**DATA EXCERPTS:**
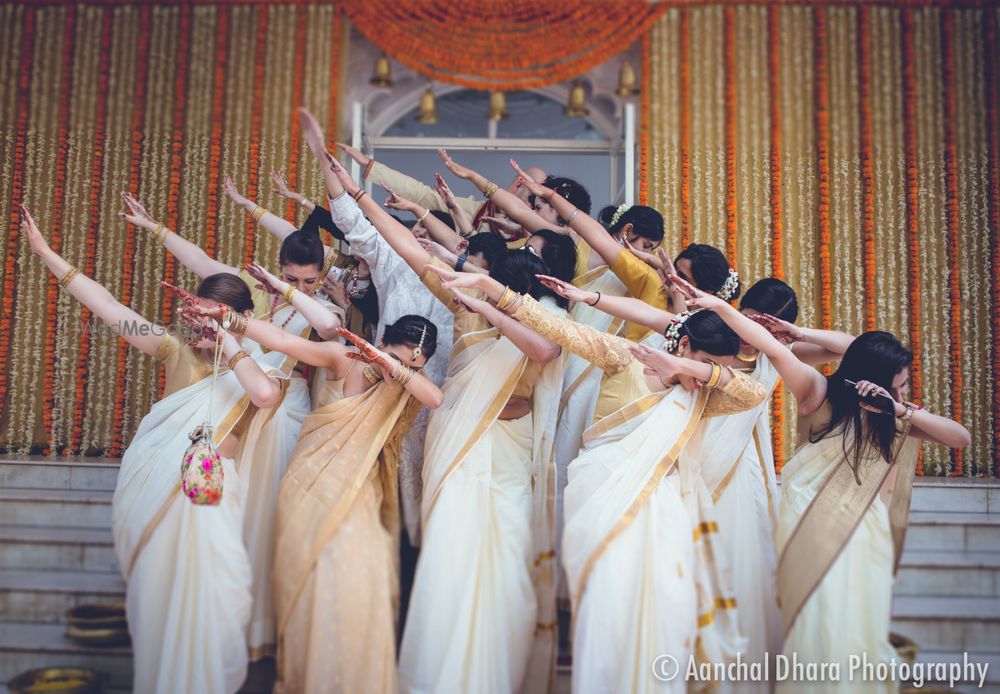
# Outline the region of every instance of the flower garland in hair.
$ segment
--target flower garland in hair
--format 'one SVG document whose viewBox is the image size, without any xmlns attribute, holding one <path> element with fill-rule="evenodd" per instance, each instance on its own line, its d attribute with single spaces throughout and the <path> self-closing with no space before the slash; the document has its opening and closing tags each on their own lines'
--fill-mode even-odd
<svg viewBox="0 0 1000 694">
<path fill-rule="evenodd" d="M 722 285 L 722 289 L 717 291 L 715 295 L 723 301 L 729 301 L 736 294 L 736 288 L 739 287 L 739 284 L 740 273 L 736 272 L 733 268 L 729 268 L 729 276 L 726 278 L 726 283 Z"/>
<path fill-rule="evenodd" d="M 684 311 L 674 316 L 674 319 L 670 321 L 670 325 L 663 331 L 663 337 L 666 338 L 663 343 L 663 349 L 670 352 L 670 354 L 677 352 L 677 348 L 681 343 L 681 326 L 687 322 L 688 318 L 701 310 L 700 308 L 696 308 L 693 311 Z"/>
<path fill-rule="evenodd" d="M 622 215 L 628 212 L 630 209 L 632 209 L 631 205 L 619 205 L 618 209 L 615 210 L 615 213 L 611 215 L 611 224 L 609 224 L 608 226 L 613 228 L 615 224 L 618 223 L 618 220 L 622 218 Z"/>
</svg>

**WHAT YOU HAVE TO DO:** Write out the material exactly as it stands, omitting every picture.

**SOLVED EXERCISE:**
# Outline the region of every instance of the flower garland in hair.
$ segment
--target flower garland in hair
--format 'one SVG document whose viewBox is the image size, without any xmlns attribute, holding one <path> element with fill-rule="evenodd" per instance, each instance on its own line, its d attribute with single spaces throughout and the <path> self-closing with no space before the slash; the document has its opening and closing tags each on their own lines'
--fill-mode even-odd
<svg viewBox="0 0 1000 694">
<path fill-rule="evenodd" d="M 722 285 L 722 289 L 717 291 L 715 295 L 723 301 L 729 301 L 736 294 L 736 288 L 739 287 L 739 284 L 740 273 L 736 272 L 733 268 L 729 268 L 729 276 L 726 278 L 726 283 Z"/>
<path fill-rule="evenodd" d="M 684 311 L 674 316 L 674 319 L 670 321 L 670 325 L 663 331 L 663 337 L 666 338 L 663 343 L 663 349 L 670 352 L 670 354 L 677 352 L 677 348 L 681 343 L 681 326 L 687 322 L 688 318 L 701 310 L 700 308 L 696 308 L 693 311 Z"/>
<path fill-rule="evenodd" d="M 622 215 L 628 212 L 630 209 L 632 209 L 631 205 L 619 205 L 618 209 L 615 210 L 615 213 L 611 215 L 611 224 L 609 224 L 608 226 L 613 228 L 615 224 L 618 223 L 618 220 L 622 218 Z"/>
</svg>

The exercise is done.